### Exercise prompt
Return the lines from the line containing "Can you spot the spectator" onward. Each must match exactly, and the last line of the listing below must be included.

### Data shown

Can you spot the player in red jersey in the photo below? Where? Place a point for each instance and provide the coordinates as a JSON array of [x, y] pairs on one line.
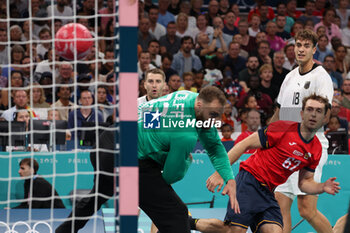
[[284, 147]]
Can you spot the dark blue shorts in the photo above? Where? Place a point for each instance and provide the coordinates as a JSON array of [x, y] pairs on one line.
[[257, 203]]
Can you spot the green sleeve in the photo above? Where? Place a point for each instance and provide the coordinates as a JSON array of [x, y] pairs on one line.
[[216, 152], [178, 161]]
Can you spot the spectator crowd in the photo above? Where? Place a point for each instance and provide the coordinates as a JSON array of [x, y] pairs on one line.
[[35, 78]]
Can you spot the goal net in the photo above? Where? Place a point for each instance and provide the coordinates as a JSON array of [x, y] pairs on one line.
[[60, 128]]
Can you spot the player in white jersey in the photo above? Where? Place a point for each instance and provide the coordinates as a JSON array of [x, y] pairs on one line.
[[154, 84], [302, 81]]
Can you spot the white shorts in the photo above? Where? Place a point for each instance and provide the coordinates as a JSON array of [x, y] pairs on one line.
[[291, 189]]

### Solved exercise
Can you spot the spectator crowd in the photo above? Where? Place a point for each instance and provide the coordinates as a JSON array of [x, y] pairs on one line.
[[35, 78]]
Can you spot the goal net in the photo above? Where? Place a point for each instance and provide the coordinates as a JSON array of [x, y] pairs on one line.
[[60, 128]]
Can you spot the player in white jersey in the photo above? Where? Place a point for each instance and provide the coordinates as a JSON array of [x, y] pairs on one line.
[[154, 84], [302, 81]]
Can you spot the white shorts in the photo above? Where? Place a point for each instance and provide the coordinates as a JSON array of [x, y] pairs on one line.
[[291, 189]]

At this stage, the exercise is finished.